TEXT PASSAGE:
§
KEY POINTS

  • Gold prices have rallied by 32% year to date
  • Many gold investors get exposure to gold through gold-backed exchange trade funds
  • Gold may continue to climb in price if bond yields keep tumbling.

The price of gold on Tuesday touched and surpassed $2,000 per ounce for the first time in history.

Gold has been one of the top-performing asset classes this year, jumping by 32% year to date due to a weak dollar, low bond yields, low interest rates, worries over a global economy wracked by the fallout from the CXOVID-19 pandemic and the long-term impact of trillions of dollars of stimulus programs by central banks.

Many gold investors get exposure to gold through gold-backed exchange trade funds. The World Gold Council said that last month these ETFs received $7.4 billion in cash, in addition to the record $40 billion they amassed in the first half of 2020.

Jim Luke, a fund manager at Schroders, said gold may continue to climb in price if bond yields keep tumbling.

“We’re in a world where inflation will move above targets and real rates will be significantly lower than now,” he told the Financial Times. “What’s drawing investors to gold now is not faith in gold itself, it’s much more a lack of faith in other things -- central banks, governments and, in particular, a lack of faith in the availability of real returns elsewhere. Gold is the inverse of that.”

Indeed, the 10-year U.S. government bond now yields only about 0.5%.

Bank of America said gold could surge to $3,000 an ounce in the next 18 months.
§
DATA SECTION:
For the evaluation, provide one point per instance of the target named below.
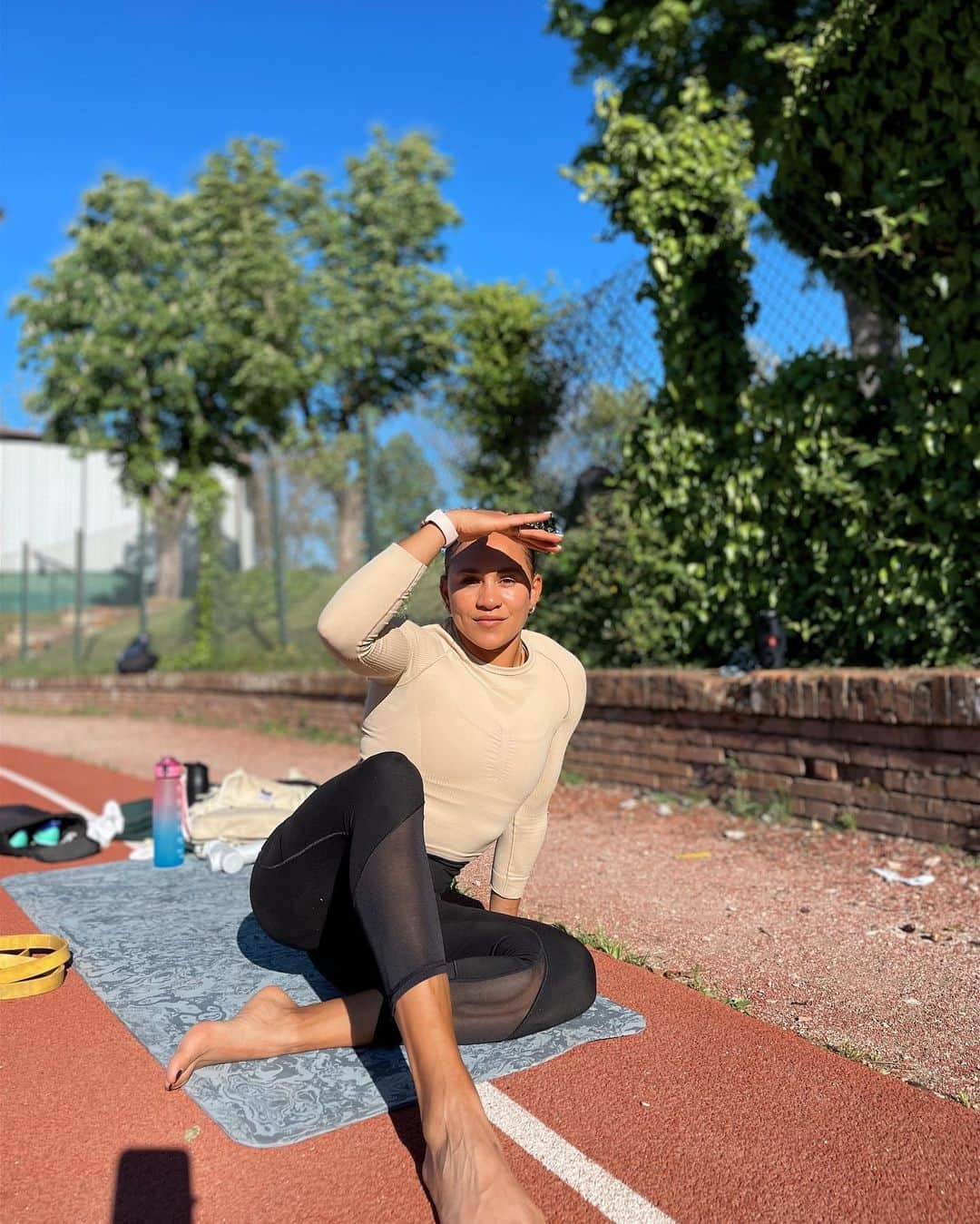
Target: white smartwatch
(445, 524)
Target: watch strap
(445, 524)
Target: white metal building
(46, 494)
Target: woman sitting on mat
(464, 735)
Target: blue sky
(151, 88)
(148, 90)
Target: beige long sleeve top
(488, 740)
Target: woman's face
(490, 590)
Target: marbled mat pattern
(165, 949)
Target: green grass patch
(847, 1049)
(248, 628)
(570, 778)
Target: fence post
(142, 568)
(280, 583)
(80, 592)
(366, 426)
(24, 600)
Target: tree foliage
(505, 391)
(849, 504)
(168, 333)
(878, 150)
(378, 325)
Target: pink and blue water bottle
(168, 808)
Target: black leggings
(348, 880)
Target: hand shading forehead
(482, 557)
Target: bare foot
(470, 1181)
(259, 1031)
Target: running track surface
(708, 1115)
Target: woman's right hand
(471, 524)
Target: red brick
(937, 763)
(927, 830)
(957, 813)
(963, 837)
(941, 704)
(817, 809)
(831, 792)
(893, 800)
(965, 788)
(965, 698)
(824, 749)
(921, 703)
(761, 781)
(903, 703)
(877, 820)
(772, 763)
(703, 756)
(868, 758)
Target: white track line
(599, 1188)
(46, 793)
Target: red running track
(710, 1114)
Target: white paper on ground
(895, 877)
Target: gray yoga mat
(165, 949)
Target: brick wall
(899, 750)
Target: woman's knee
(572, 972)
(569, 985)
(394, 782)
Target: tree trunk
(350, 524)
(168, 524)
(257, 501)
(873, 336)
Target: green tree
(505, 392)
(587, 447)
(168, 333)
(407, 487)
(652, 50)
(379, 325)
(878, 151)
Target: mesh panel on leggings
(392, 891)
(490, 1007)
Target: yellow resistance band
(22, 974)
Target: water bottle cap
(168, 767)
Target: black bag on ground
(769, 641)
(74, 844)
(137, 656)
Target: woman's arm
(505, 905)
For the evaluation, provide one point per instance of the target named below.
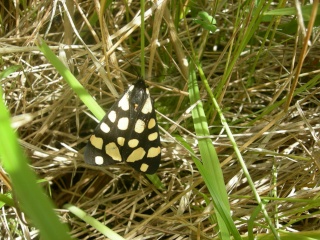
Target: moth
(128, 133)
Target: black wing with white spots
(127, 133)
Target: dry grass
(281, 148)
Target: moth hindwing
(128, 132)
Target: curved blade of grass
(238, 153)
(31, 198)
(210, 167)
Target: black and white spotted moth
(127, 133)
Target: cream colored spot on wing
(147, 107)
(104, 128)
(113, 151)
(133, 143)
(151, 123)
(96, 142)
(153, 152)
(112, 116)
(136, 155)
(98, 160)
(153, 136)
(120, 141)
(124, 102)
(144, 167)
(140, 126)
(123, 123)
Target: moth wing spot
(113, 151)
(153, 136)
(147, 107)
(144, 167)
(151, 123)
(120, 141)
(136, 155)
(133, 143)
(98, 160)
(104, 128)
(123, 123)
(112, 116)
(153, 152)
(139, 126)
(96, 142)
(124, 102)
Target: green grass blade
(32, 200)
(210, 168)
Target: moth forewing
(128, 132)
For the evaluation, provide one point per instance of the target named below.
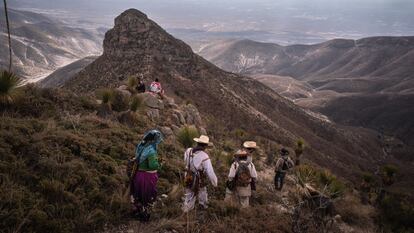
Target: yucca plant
§
ACTIONS TO TAKE:
- a) Retype the gold price article from "Jim Luke, a" to "only about 0.5%.".
- b) In the gold price article, how much cash did gold-backed ETFs take in last month, according to the World Gold Council?
The records come from a separate source.

ANSWERS TO THIS EXERCISE:
- a)
Jim Luke, a fund manager at Schroders, said gold may continue to climb in price if bond yields keep tumbling.

“We’re in a world where inflation will move above targets and real rates will be significantly lower than now,” he told the Financial Times. “What’s drawing investors to gold now is not faith in gold itself, it’s much more a lack of faith in other things -- central banks, governments and, in particular, a lack of faith in the availability of real returns elsewhere. Gold is the inverse of that.”

Indeed, the 10-year U.S. government bond now yields only about 0.5%.

- b) $7.4 billion